*Exercise directions*
Put the lines below into a numbered list, omitting any blank lines and leaving the pictures out of the answer.
- - -
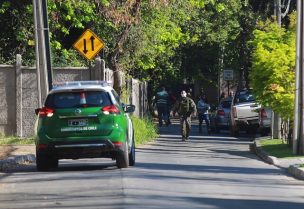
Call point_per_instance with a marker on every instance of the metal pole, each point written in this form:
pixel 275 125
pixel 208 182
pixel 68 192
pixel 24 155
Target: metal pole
pixel 298 110
pixel 276 126
pixel 40 42
pixel 301 97
pixel 47 43
pixel 279 12
pixel 37 53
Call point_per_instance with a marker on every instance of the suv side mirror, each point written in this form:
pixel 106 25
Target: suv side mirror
pixel 37 111
pixel 129 108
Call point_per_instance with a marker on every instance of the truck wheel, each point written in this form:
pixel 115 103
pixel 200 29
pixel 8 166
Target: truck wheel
pixel 122 157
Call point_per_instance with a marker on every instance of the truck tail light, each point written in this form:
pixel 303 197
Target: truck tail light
pixel 111 109
pixel 263 113
pixel 220 113
pixel 234 113
pixel 46 112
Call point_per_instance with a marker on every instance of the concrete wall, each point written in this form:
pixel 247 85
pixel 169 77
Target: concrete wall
pixel 7 100
pixel 19 93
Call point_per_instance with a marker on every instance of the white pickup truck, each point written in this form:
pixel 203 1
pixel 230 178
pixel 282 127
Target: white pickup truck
pixel 244 114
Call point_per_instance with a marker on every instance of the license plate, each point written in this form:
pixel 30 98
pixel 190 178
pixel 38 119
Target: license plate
pixel 78 122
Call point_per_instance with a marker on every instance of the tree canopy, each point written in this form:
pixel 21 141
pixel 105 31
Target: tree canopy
pixel 273 75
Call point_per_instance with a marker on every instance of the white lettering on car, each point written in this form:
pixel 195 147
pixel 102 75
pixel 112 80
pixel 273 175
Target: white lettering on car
pixel 86 128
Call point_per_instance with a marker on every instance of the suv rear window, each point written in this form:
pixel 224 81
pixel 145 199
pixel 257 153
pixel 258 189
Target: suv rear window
pixel 244 96
pixel 78 99
pixel 226 104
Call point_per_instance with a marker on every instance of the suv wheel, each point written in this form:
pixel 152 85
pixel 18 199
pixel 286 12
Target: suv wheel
pixel 132 154
pixel 53 162
pixel 122 157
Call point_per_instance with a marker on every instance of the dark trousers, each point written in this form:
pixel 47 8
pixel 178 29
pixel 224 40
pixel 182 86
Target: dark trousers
pixel 201 118
pixel 162 112
pixel 185 122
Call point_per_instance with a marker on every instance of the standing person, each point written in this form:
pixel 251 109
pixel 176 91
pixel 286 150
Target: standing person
pixel 162 99
pixel 202 109
pixel 223 96
pixel 171 102
pixel 185 107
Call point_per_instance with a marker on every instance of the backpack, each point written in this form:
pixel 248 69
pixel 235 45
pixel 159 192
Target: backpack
pixel 185 107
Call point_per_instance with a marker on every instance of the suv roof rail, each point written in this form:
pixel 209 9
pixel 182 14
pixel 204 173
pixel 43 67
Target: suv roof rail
pixel 82 83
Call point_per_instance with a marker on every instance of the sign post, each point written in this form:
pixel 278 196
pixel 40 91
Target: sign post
pixel 88 44
pixel 228 76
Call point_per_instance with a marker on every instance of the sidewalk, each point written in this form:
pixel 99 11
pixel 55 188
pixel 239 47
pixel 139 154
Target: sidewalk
pixel 290 164
pixel 13 155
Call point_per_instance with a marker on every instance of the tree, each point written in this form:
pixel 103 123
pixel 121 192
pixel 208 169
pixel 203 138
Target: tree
pixel 272 76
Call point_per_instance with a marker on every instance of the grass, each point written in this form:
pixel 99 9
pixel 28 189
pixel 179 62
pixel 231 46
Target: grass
pixel 144 130
pixel 11 140
pixel 276 148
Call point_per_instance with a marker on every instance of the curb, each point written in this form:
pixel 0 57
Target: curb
pixel 293 170
pixel 256 148
pixel 16 160
pixel 296 171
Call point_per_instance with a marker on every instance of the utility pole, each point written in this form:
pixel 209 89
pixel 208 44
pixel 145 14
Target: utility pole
pixel 276 119
pixel 298 129
pixel 43 63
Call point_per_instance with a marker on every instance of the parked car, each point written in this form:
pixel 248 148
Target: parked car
pixel 244 113
pixel 265 119
pixel 219 119
pixel 84 119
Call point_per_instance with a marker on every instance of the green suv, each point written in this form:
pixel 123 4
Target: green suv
pixel 84 119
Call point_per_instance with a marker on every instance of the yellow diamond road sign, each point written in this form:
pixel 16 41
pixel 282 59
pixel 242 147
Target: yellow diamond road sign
- - -
*Worked solution*
1. Call point_per_instance with a marker on every instance of the metal pole, each point written in this form:
2. pixel 275 125
3. pixel 208 182
4. pixel 68 192
5. pixel 24 155
6. Target: metal pole
7. pixel 298 110
8. pixel 276 126
9. pixel 40 42
10. pixel 301 97
11. pixel 47 43
12. pixel 279 12
13. pixel 37 53
14. Call point_per_instance with a marker on every instance of the suv side mirror, each point written in this form:
15. pixel 106 25
16. Target: suv side mirror
17. pixel 37 111
18. pixel 129 108
19. Call point_per_instance with a marker on every instance of the truck wheel, each point written in this form:
20. pixel 115 103
21. pixel 200 29
22. pixel 8 166
23. Target: truck wheel
24. pixel 122 157
25. Call point_per_instance with a marker on every instance of the truck tail light, each point written in this form:
26. pixel 303 197
27. Target: truck tail light
28. pixel 111 109
29. pixel 263 113
30. pixel 220 113
31. pixel 234 113
32. pixel 46 112
33. Call point_per_instance with a marker on every instance of the concrete wall, each point written in this form:
34. pixel 247 85
35. pixel 169 77
36. Target: concrete wall
37. pixel 7 100
38. pixel 19 93
39. Call point_per_instance with a marker on every instance of the white pickup truck, each point written in this form:
40. pixel 203 1
41. pixel 230 178
42. pixel 282 127
43. Target: white pickup truck
44. pixel 244 114
45. Call point_per_instance with a marker on every instance of the license plate, each point written in this form:
46. pixel 30 98
47. pixel 190 178
48. pixel 38 119
49. Target: license plate
50. pixel 78 122
51. Call point_per_instance with a marker on every instance of the tree canopy, each point written in this form:
52. pixel 21 141
53. pixel 105 31
54. Target: tree canopy
55. pixel 273 75
56. Call point_per_instance with a marker on every instance of the white lettering on car, each point written in this form:
57. pixel 195 147
58. pixel 102 75
59. pixel 112 80
60. pixel 273 175
61. Target: white lettering on car
62. pixel 86 128
63. Call point_per_instance with a marker on every instance of the suv rear window, each point written in this form:
64. pixel 224 81
65. pixel 145 199
66. pixel 257 153
67. pixel 258 189
68. Target: suv rear window
69. pixel 244 96
70. pixel 78 99
71. pixel 226 104
72. Call point_per_instance with a marker on every instance of the suv wheel, each point written in this form:
73. pixel 152 85
74. pixel 18 199
75. pixel 286 12
76. Target: suv wheel
77. pixel 132 154
78. pixel 53 162
79. pixel 122 157
80. Call point_per_instance with a marker on every instance of the dark trousers, each point written in this form:
81. pixel 47 8
82. pixel 178 29
83. pixel 224 40
84. pixel 182 86
85. Target: dark trousers
86. pixel 201 118
87. pixel 162 112
88. pixel 185 122
89. Call point_per_instance with a marker on every instance of the standing person, each point written in this form:
90. pixel 251 109
91. pixel 176 91
92. pixel 286 150
93. Target: standing person
94. pixel 162 99
95. pixel 202 109
96. pixel 223 96
97. pixel 171 102
98. pixel 185 107
99. Call point_per_instance with a marker on every instance of the backpack, each point written in this form:
100. pixel 248 69
101. pixel 235 45
102. pixel 159 192
103. Target: backpack
104. pixel 185 107
105. Call point_per_instance with a marker on every instance of the suv roof rail, each point written in this form:
106. pixel 209 9
107. pixel 182 14
108. pixel 204 173
109. pixel 43 67
110. Target: suv roof rail
111. pixel 82 83
112. Call point_per_instance with a marker on every instance of the sign post, each point written in this form:
113. pixel 278 196
114. pixel 40 91
115. Target: sign post
116. pixel 88 44
117. pixel 228 76
118. Call point_per_instance with a marker on every instance of the sidewalk, each point written in this form:
119. pixel 99 11
120. pixel 55 188
121. pixel 239 47
122. pixel 139 154
123. Target: sidewalk
124. pixel 290 164
125. pixel 13 155
126. Call point_per_instance with a marker on every instance of the tree, each point written in this form:
127. pixel 103 123
128. pixel 121 192
129. pixel 208 169
130. pixel 203 138
131. Target: tree
132. pixel 272 76
133. Call point_per_instance with a marker on every instance of the grass, each point written in this form:
134. pixel 99 9
135. pixel 28 189
136. pixel 179 62
137. pixel 231 46
138. Target: grass
139. pixel 144 130
140. pixel 11 140
141. pixel 276 148
142. Call point_per_instance with a marker on every instance of the curb, each point written in this form:
143. pixel 0 57
144. Target: curb
145. pixel 293 170
146. pixel 256 148
147. pixel 16 160
148. pixel 296 171
149. Call point_per_instance with a marker on every instance of the utility pole, each point written in this form:
150. pixel 209 89
151. pixel 208 44
152. pixel 145 14
153. Target: utility pole
154. pixel 276 119
155. pixel 298 129
156. pixel 43 63
157. Call point_per_instance with a marker on every instance of the parked car, each point written in this form:
158. pixel 248 148
159. Target: parked car
160. pixel 244 113
161. pixel 265 119
162. pixel 219 119
163. pixel 84 119
164. Call point_per_instance with a marker on every instance of the green suv, each point written in this form:
165. pixel 123 4
166. Target: green suv
167. pixel 84 119
168. Call point_per_instance with a marker on every instance of the yellow diamond road sign, each point written in this form:
169. pixel 16 41
170. pixel 282 59
171. pixel 242 147
172. Target: yellow diamond road sign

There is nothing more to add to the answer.